WHAT NEEDS TO BE DONE: Apart from the pictures, please restate every entry below exactly.

***** ENTRIES PROVIDED

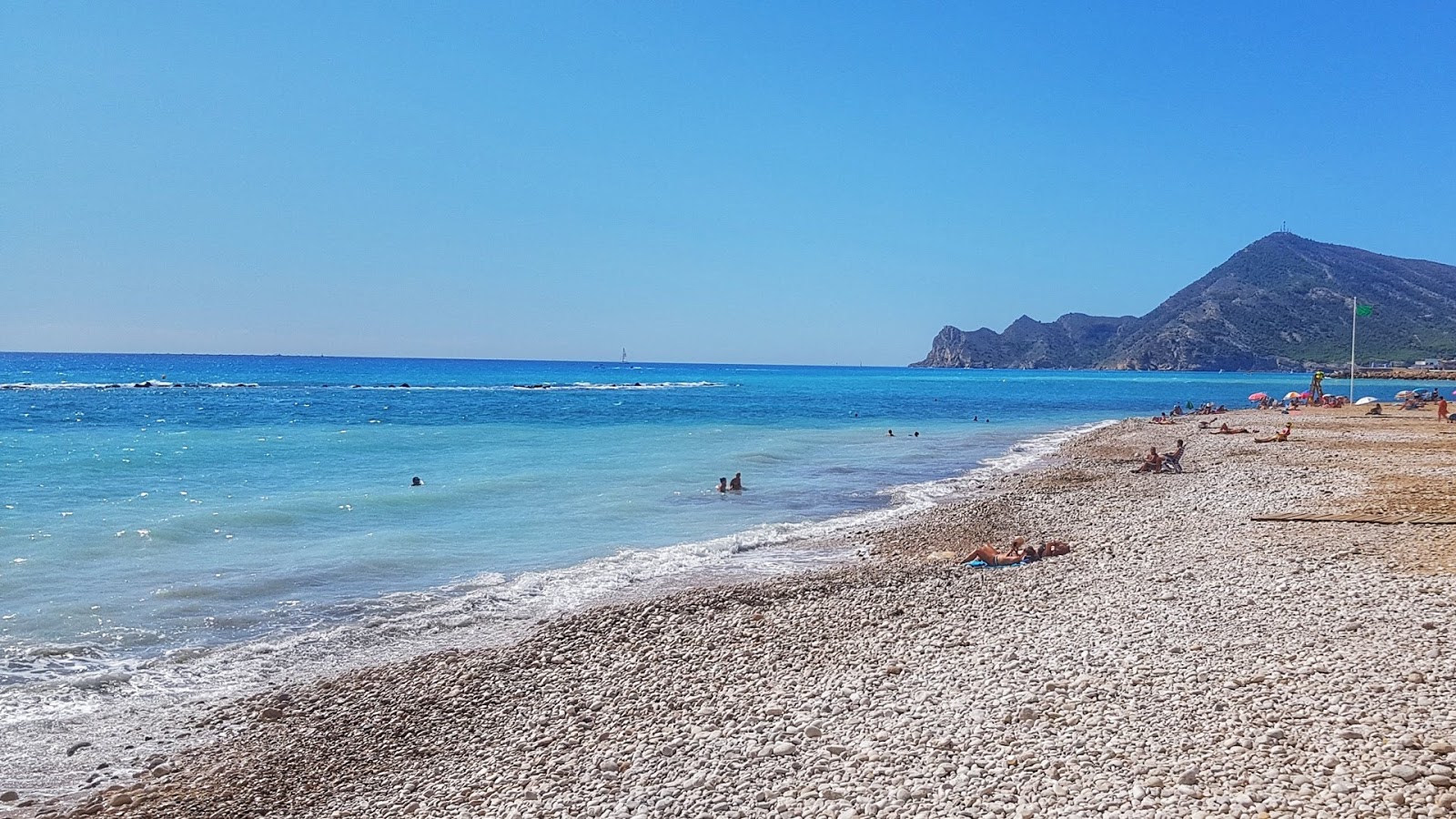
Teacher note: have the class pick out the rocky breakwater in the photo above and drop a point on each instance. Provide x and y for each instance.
(1183, 661)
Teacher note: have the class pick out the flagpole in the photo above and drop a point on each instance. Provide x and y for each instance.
(1354, 309)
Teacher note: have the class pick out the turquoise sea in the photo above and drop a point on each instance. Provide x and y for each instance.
(249, 519)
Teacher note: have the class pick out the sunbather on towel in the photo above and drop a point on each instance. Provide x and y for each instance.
(1278, 438)
(989, 555)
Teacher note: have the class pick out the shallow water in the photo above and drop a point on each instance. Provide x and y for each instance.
(259, 516)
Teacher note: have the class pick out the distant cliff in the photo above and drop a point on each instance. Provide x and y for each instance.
(1280, 303)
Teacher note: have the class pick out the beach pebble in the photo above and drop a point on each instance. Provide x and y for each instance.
(1405, 773)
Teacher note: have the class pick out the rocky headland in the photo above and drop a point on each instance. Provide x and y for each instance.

**********

RESULT FOR THIS TASK:
Teacher note: have the class pick out the rocky breakwater in the photo above and drop a point on each instance. Provide x and y for each instance.
(1183, 661)
Teacher note: have the class pick out the flagpole in the photo above and drop a point on each instance. Provide x and y for each instance.
(1354, 309)
Teacher note: have the class pick out the turquoise sea in the photo above and drop a point on each instance. Provide x and y for each instance.
(249, 519)
Teacher note: have the class pick out the sunbather on towel in the photo above and drop a point on each instance. Provide x and y for each instance.
(1278, 438)
(989, 555)
Teacher note: have the class pick out the shallow water in the photo above and drop a point on each instance. Provide x and y for each instance.
(259, 516)
Teacher note: have the class pick out the distant cliff in the photo above and drop a point on each instance. Provide x and y for each instance.
(1280, 303)
Teacher note: have the class pick out the beach pebble in the photo above and drop a point on each instance. Provide x and y for each instance.
(1405, 773)
Teacher note: have the class pick out the rocky headland in the photo above and drop a point on each instance. Provide x and y for each instance.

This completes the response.